→ **What the task requires**
After reading the data below, copy out every line that contains the word "white".

[Provided data — start]

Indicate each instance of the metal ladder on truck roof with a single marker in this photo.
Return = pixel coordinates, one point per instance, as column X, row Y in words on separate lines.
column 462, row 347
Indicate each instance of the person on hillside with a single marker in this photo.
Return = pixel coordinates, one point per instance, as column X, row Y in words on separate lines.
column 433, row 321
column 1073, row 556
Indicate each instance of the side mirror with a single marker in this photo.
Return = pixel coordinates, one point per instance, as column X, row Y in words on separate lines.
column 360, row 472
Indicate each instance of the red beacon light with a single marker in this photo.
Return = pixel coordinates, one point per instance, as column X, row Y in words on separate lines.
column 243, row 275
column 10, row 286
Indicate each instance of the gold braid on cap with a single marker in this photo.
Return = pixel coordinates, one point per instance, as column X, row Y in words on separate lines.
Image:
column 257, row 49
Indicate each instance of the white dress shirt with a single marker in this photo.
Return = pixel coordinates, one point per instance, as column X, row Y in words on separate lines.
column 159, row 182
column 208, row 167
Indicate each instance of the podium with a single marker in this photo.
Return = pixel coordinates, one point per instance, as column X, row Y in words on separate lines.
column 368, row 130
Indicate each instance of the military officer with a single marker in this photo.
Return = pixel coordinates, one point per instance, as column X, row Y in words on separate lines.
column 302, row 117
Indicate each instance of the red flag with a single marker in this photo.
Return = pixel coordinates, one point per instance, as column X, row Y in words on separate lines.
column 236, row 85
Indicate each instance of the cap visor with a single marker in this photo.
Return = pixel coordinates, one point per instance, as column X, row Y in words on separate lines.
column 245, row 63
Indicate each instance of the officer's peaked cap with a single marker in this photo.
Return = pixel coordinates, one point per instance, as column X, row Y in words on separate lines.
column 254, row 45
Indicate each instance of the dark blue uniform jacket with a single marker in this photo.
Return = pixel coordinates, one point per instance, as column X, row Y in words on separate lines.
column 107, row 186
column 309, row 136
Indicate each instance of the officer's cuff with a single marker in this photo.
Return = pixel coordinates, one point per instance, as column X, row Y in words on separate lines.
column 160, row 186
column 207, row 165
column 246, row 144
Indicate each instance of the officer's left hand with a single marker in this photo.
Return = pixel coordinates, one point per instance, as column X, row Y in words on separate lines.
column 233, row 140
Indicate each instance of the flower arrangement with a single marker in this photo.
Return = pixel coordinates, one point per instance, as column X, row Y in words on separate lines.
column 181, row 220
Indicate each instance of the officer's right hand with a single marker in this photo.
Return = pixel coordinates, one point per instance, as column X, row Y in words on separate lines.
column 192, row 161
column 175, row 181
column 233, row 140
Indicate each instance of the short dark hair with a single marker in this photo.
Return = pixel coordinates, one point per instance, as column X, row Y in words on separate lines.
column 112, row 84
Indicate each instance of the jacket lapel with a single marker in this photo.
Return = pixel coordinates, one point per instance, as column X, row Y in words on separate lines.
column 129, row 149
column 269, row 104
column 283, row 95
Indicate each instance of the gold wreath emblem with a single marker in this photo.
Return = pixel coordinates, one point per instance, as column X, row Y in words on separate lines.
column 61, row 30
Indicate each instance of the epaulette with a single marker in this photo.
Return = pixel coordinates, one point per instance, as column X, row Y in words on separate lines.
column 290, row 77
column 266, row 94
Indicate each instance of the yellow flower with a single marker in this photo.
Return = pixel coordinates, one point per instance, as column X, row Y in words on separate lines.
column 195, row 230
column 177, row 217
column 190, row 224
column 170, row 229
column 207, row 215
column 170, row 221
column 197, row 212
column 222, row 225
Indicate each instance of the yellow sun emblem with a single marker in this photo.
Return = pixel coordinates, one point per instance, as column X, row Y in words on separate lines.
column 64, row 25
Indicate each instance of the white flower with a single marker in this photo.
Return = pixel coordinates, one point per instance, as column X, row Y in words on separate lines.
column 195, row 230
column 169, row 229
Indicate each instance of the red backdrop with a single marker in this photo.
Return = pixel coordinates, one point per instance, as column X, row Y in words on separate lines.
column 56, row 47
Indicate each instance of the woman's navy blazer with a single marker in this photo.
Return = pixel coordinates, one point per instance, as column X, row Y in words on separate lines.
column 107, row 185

[Provided data — finish]

→ **Output for this exercise**
Indicate each instance of the white dress shirt with a single marker in this photo.
Indicate each instance of the white flower with a single marker in this photo.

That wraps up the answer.